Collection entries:

****************************************

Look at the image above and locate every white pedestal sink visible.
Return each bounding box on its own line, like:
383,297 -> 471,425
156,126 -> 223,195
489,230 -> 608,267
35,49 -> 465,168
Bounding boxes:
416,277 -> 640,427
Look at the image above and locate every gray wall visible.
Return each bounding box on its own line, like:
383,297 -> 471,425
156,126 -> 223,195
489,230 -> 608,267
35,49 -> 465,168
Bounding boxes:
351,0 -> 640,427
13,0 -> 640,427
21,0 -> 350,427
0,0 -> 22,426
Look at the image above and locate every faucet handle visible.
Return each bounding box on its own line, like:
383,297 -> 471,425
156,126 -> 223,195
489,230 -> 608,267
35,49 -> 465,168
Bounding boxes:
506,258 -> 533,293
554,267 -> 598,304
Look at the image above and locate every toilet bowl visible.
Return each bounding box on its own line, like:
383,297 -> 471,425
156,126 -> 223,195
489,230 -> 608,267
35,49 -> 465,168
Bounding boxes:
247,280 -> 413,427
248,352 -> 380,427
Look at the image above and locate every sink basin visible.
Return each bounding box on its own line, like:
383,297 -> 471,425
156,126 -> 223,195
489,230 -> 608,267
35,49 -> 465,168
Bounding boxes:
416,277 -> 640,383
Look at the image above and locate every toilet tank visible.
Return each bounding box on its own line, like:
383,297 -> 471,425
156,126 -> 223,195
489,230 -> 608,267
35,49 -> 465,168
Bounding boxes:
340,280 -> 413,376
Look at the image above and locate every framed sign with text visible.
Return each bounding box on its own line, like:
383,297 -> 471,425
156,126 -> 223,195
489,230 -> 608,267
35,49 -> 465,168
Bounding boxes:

****************************************

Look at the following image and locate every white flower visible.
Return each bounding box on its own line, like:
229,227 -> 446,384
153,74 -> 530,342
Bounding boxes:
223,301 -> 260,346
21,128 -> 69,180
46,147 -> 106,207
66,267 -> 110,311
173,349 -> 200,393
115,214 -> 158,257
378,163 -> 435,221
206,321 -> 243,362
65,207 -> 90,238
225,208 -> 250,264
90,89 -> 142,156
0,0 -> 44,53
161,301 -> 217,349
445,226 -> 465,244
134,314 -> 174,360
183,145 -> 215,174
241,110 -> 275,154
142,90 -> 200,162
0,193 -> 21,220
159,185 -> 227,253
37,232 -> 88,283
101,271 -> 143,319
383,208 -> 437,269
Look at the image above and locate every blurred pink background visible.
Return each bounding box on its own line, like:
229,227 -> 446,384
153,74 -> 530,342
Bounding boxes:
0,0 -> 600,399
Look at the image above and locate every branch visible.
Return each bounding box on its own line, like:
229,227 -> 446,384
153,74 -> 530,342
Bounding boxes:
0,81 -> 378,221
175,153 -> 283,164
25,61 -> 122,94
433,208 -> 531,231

****************************************

§ **WORK TO BE COMPLETED**: Return every line from the collection entries that contains the word "toilet", matching case exactly.

§ **FINAL ANSWER**:
Look at the image above and locate every toilet bowl visible.
Look at the image above and locate every toilet tank visible.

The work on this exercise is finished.